→ **Written instruction 1**:
Answer these questions from the advance renewal article:
(a) What other name does the article give for advance renewals?
(b) What does the article advise when in doubt about postal requirements for renewal inserts?
(c) How many extra issues does the extended-subscription offer give for early renewal?
→ **Written instruction 2**:
Please carry on the advance renewal article from the point where it ends.

→ **Document extract**:
6 Profitable Advance Renewal Approaches

by Robert W. Bly

Advance renewals, also called blanket renewals, often generate the highest response rates and profits of any direct-mail piece a newsletter publisher can mail, yet many publishers don't use them effectively or at all.

They are called “advance” because the goal is to renew the subscriber early, before the regular renewal cycle begins.

However, “blanket” is a more accurate term, since these renewals are sent to all subscribers at the same time, regardless of where that individual subscriber is in his subscription.

Therefore, some of the renewals may not be reaching all subscribers in advance of the regular renewal letter series. Some may arrive during that series.

Those who do not use blanket renewals object to the idea as follows: “Why send these extra renewal efforts at all that extra expense? They will just get us renewals we would have gotten later down the road with our regular renewal series.”

My answer is that those future renewals orders are a “maybe.” Maybe you will get the numbers your renewal plan projects. Maybe you won’t.

But every renewal order that comes in through a blanket renewal is money in the bank now, not “later.”

Blanket renewal formats

An advance renewal is sent either as a separate mailing in an envelope or enclosed as an insert with the subscriber’s regular issue.

When you are sending your blanket renewal as a stand-alone package, make the word “renewal” prominent on the outer envelope, the first page of the letter, and the order form. “Renewal” gets the attention of existing subscribers.

Blanket renewals sent as solo mailings are similar in style, tone, length, and format to regular renewal efforts: outer envelope, 1-2 page letter, reply form, business reply envelope. Sometimes there is a lift note or (to highlight a premium) a buck slip.

Blanket renewals designed as inserts typically range from 4 pages in length and occasionally 8 pages. Depending on how you mail your newsletter, some of the pages of the renewal insert may have to be dedicated to pure editorial to satisfy postal requirements. When in doubt, ask your postmaster.

6 response-boosting ideas

What themes can you effectively build your blanket renewal efforts around? Here are 6 techniques proven to work for a variety of different newsletter publishers:

1. Avoid future price increases.

When there is no other news or angle, you can make the primary reason to renew now instead of later the ability to lock in the current price and avoid future price increases.

This can work all the time, since publication prices go up frequently and almost never get cheaper. So it is believable.

When you can give a concrete reason why the newsletter price may go up soon, this approach is even more effective.

2. Sell the offer.

When you have a special blanket renewal offer, stress the offer, not the publication. The more attractive the offer, the more it should be highlighted in the promo.

Offers that work best include:

• Discount for early renewal.

• Extended subscription for early renewal (two extra issues).

• Special premium for early renewal .

• Value-added service free with early renewal (telephone hotline or Web-site access).

Does that mean you don’t talk about the newsletter at all, and focus only on the offer?

No. You do need to resell the newsletter, and that’s a good tactic to take in the lead when there is no special offer. But if you have an enticing offer, lead with that first.

3. Correct the defects.

Savvy publishing companies adjust their product and offer based on subscriber feedback. A blanket renewal is an excellent forum for talking about those fixes.

→ **Data rows**:

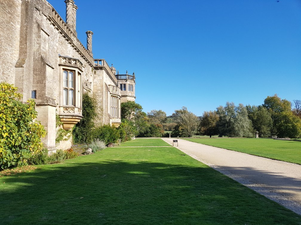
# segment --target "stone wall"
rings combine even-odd
[[[45,0],[0,0],[0,82],[18,87],[24,102],[31,98],[32,91],[36,91],[37,120],[47,132],[43,140],[46,146],[55,148],[56,112],[61,113],[64,107],[63,56],[71,59],[66,66],[74,65],[80,78],[75,80],[74,94],[80,95],[75,100],[76,108],[67,109],[66,113],[77,113],[79,121],[82,94],[93,92],[98,100],[98,123],[111,122],[110,86],[116,86],[117,80],[105,61],[102,68],[95,67],[92,50],[87,51],[76,31]],[[70,144],[67,142],[63,145],[67,148]]]
[[[21,0],[0,0],[0,82],[15,82],[19,57]]]

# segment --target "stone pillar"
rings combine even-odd
[[[74,30],[73,26],[73,0],[65,0],[66,3],[66,23],[73,32]]]
[[[86,32],[87,34],[87,50],[93,56],[92,53],[92,35],[93,32],[90,31],[88,31]]]
[[[77,33],[76,32],[76,10],[77,10],[78,7],[75,4],[73,5],[73,32],[74,33],[75,36],[77,37]]]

→ **Written answer 1**:
(a) Blanket renewals.
(b) Ask your postmaster.
(c) Two extra issues.

→ **Written answer 2**:
After all, you are asking the reader to continue subscribing. He is more likely to do that if you have corrected the defects in your product that were bothering him.

For instance, a subscriber survey for an investment letter showed that readers were unhappy with the lack of mutual fund coverage.

To correct the defect, the editor produced a special videotape in which he discussed mutual funds. The videotape became the premium for a very successful advance renewal mailing.

4. Explain the discount with unconventional reasoning.

KCI Communications has had great success with Utility Forecas advance renewals that feature arguments between the editor and publisher (Roger Conrad and Walter Pearce) where they "fight" over the price (and the editor, who wants to hold prices down, wins).

For example, when Utility Forecaster increased its page count from 8 to 12 pages per issue (increasing the length 50%), they sent a blanket renewal insert with this headline, attributed as a quote to the editor. It worked extremely well:

“Making these improvements to Utility Forecaster raised my publisher’s cost 50% per issue…but I told them YOU shouldn’t pay even a nickel more!”

5. Look for and exploit a "twist."

One investment letter did a reader survey that showed subscribers made surprisingly few and infrequent trades. A successful advance renewal took the subscriber to task for not taking advantage of opportunities -- and offered extra issues for early renewal to provide readers with a chance to get in on stocks they may have missed earlier:

“If you missed out on making 186%, 410%, or even 725% on these winning recommendations from Personal Finance, I’ll extend your subscription for FREE while there’s still time to get in on these top profit-making recommendations.”

6. Be straightforward -- but quirky.

Make the offer clear and sell it hard, but add a story or other element of intrigue to boost reader interest.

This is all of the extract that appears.